How many lines in the rows below contain the string "window"? Case counts, so match capitals exactly; reply with the number alone.

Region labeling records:
"""
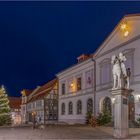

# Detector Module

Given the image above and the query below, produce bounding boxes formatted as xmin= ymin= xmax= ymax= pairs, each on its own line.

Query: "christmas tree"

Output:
xmin=0 ymin=86 xmax=11 ymax=125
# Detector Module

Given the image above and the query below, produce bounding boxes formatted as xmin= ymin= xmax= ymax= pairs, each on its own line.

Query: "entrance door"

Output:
xmin=128 ymin=95 xmax=135 ymax=121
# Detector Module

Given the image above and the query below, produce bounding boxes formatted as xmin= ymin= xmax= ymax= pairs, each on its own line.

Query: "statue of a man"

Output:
xmin=111 ymin=53 xmax=131 ymax=89
xmin=111 ymin=55 xmax=121 ymax=89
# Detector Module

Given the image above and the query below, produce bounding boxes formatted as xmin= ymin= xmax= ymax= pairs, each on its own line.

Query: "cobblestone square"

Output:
xmin=0 ymin=126 xmax=140 ymax=140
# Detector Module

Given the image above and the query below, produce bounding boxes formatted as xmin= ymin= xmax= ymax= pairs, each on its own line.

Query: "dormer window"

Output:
xmin=77 ymin=54 xmax=89 ymax=63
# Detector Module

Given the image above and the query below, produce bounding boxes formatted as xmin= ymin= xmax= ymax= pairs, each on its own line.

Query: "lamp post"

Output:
xmin=32 ymin=111 xmax=36 ymax=129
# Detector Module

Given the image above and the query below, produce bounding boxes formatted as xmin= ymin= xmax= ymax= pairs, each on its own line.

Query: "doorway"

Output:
xmin=128 ymin=94 xmax=135 ymax=121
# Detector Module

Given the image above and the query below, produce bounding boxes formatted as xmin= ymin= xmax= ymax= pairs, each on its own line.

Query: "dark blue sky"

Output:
xmin=0 ymin=2 xmax=140 ymax=96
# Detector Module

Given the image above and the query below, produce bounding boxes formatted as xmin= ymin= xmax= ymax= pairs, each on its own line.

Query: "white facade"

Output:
xmin=57 ymin=58 xmax=94 ymax=124
xmin=57 ymin=15 xmax=140 ymax=123
xmin=94 ymin=15 xmax=140 ymax=120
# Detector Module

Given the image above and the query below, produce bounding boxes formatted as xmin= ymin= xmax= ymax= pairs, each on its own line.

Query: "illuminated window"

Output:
xmin=62 ymin=83 xmax=66 ymax=95
xmin=87 ymin=99 xmax=93 ymax=113
xmin=69 ymin=102 xmax=73 ymax=115
xmin=77 ymin=100 xmax=82 ymax=114
xmin=77 ymin=77 xmax=82 ymax=91
xmin=61 ymin=103 xmax=65 ymax=115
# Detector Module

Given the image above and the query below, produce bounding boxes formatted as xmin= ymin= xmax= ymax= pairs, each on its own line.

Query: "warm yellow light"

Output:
xmin=121 ymin=23 xmax=126 ymax=30
xmin=70 ymin=83 xmax=74 ymax=87
xmin=124 ymin=31 xmax=129 ymax=37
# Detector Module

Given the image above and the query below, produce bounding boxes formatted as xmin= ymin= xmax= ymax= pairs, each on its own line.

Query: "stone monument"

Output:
xmin=111 ymin=53 xmax=132 ymax=138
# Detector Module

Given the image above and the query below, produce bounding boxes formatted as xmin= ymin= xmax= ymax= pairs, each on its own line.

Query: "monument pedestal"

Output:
xmin=111 ymin=89 xmax=132 ymax=138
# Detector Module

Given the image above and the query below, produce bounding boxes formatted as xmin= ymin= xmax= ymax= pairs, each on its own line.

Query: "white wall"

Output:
xmin=57 ymin=59 xmax=94 ymax=124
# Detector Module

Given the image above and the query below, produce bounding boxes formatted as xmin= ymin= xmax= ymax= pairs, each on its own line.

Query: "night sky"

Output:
xmin=0 ymin=2 xmax=140 ymax=96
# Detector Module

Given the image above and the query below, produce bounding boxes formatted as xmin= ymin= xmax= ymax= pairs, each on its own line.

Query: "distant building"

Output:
xmin=21 ymin=79 xmax=58 ymax=124
xmin=57 ymin=14 xmax=140 ymax=124
xmin=8 ymin=97 xmax=21 ymax=125
xmin=57 ymin=54 xmax=94 ymax=124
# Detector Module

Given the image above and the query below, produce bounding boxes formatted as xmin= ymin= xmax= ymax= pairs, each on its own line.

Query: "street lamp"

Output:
xmin=32 ymin=111 xmax=36 ymax=129
xmin=120 ymin=22 xmax=129 ymax=37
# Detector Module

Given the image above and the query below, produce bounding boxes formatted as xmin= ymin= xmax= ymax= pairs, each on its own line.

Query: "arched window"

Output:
xmin=99 ymin=58 xmax=111 ymax=85
xmin=69 ymin=102 xmax=73 ymax=115
xmin=87 ymin=99 xmax=93 ymax=113
xmin=77 ymin=100 xmax=82 ymax=114
xmin=103 ymin=97 xmax=111 ymax=113
xmin=61 ymin=103 xmax=65 ymax=115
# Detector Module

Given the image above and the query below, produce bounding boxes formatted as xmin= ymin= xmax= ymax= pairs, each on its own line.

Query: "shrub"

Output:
xmin=96 ymin=110 xmax=111 ymax=125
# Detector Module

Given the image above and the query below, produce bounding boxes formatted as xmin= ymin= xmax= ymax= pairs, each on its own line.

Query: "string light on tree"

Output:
"""
TASK RESULT:
3